- **TEXT TO READ**
%%

I came across this statement in the first chapter or Rudin Real and Complex Analysis.
Rudin states that every open set in the plane is a countable union of rectangles.
Looking for a proof I stumbled upon this question that is very similar, but I could not understand the proof provided by the accepted answerer.
If I construct open k-cells containing $x \ \forall{x} \in E $ that are contained in the open ball around x then would I not be missing a part of the open balls that is a part of the set $E$ ?
So the countable union would not be $E$ because I am missing a part of the balls that form $E$.
Maybe a fresh proof of the statement in Rudin will clear my mind.
Best Answer
The kicker to that proof is that, regardless of which $x\in E$ is chosen, we can construct such a $k$-cell. Note, then, that each such $k$-cell is a subset of $E,$ and that each $x\in E$ is contained in such a $k$-cell. While it's true that each $k$-cell misses a part of $E,$ no part of $E$ is missed by all such $k$-cells (that is, every part of $E$ is hit by at least one of the $k$-cells). Consequently, the union of all such $k$-cells contained in $E$ is precisely the set $E$!
Since there are only countably-many $k$-cells with vertices having only rational coordinates, then for each open $E,$ there are at most countably-many such $k$-cells contained in $E.$

%%

- **RECORD EXCERPTS**

%%

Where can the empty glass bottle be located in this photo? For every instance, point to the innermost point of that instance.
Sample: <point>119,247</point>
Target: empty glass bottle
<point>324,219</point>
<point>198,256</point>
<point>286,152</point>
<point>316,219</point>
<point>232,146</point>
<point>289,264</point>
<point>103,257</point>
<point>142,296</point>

%%

- **YOUR INSTRUCTIONS**
Please sum up the thread on open sets as countable unions of rectangles in two sentences. Work from the thread alone, not from the lines.

- **TASK OUTPUT**
A reader of Rudin's Real and Complex Analysis asks how every open set in the plane can be a countable union of rectangles, fearing that rectangles built inside open balls around each point would miss parts of the set. The answer explains that every point of the set lies in some such rectangle contained in the set, so their union is exactly the set, and that only countably many rectangles have vertices with rational coordinates, so there are at most countably many of them.